_Goal of the exercise_: Find every line in the records below that contains the word "gray", and copy each such line.

Dataset entries
☆ ☆ ☆ ☆ ☆ ☆ ☆

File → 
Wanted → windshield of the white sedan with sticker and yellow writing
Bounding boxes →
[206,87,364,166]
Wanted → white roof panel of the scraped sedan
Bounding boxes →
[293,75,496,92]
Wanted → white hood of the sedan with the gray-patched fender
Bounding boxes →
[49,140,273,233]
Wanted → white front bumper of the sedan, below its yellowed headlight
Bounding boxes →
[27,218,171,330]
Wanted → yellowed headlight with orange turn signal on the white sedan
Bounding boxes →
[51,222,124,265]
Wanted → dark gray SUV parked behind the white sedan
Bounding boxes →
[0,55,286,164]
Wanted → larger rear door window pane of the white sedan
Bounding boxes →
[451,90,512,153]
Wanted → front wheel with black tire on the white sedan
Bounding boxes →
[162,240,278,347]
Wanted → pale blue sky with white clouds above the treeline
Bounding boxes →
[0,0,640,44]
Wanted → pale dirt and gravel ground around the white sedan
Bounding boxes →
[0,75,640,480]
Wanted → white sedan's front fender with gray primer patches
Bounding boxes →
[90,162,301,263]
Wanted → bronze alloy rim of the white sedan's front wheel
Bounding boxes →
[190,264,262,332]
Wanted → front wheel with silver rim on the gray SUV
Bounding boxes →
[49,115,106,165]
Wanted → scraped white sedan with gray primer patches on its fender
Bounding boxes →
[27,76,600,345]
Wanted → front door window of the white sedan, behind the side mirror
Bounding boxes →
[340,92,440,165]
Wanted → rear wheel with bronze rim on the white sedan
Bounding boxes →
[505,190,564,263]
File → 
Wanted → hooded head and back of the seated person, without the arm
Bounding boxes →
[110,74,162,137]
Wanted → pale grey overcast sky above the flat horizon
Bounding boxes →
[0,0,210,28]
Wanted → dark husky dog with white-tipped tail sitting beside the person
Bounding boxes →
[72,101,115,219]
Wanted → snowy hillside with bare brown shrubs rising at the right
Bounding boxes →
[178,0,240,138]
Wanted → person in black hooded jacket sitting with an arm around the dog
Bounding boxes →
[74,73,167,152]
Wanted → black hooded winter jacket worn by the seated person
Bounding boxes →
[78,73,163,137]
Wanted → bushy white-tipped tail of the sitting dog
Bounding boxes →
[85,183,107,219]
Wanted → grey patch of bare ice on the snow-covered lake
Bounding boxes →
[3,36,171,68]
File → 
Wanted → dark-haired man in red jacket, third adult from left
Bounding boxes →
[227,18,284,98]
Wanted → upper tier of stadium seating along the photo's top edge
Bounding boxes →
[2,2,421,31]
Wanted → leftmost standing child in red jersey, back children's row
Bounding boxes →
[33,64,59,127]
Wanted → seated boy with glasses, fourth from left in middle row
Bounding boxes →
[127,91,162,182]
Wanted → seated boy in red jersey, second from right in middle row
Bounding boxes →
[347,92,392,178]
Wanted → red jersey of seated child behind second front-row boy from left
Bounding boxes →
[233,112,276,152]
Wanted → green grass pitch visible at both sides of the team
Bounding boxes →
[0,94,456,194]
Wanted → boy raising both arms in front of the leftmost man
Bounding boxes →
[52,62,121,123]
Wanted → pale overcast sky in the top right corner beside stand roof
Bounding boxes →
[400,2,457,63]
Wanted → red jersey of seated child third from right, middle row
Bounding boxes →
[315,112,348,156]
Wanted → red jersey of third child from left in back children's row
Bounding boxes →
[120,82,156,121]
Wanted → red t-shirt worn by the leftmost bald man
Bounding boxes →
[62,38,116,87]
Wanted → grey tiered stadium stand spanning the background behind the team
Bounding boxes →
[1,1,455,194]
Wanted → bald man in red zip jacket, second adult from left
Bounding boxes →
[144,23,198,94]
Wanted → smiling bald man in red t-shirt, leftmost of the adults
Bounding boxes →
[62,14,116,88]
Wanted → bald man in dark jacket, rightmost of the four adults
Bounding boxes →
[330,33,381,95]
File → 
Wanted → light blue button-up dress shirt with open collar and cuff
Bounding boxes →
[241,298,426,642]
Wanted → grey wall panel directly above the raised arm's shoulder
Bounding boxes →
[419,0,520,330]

☆ ☆ ☆ ☆ ☆ ☆ ☆

_Output of the exercise_:
Wanted → white hood of the sedan with the gray-patched fender
Wanted → dark gray SUV parked behind the white sedan
Wanted → white sedan's front fender with gray primer patches
Wanted → front wheel with silver rim on the gray SUV
Wanted → scraped white sedan with gray primer patches on its fender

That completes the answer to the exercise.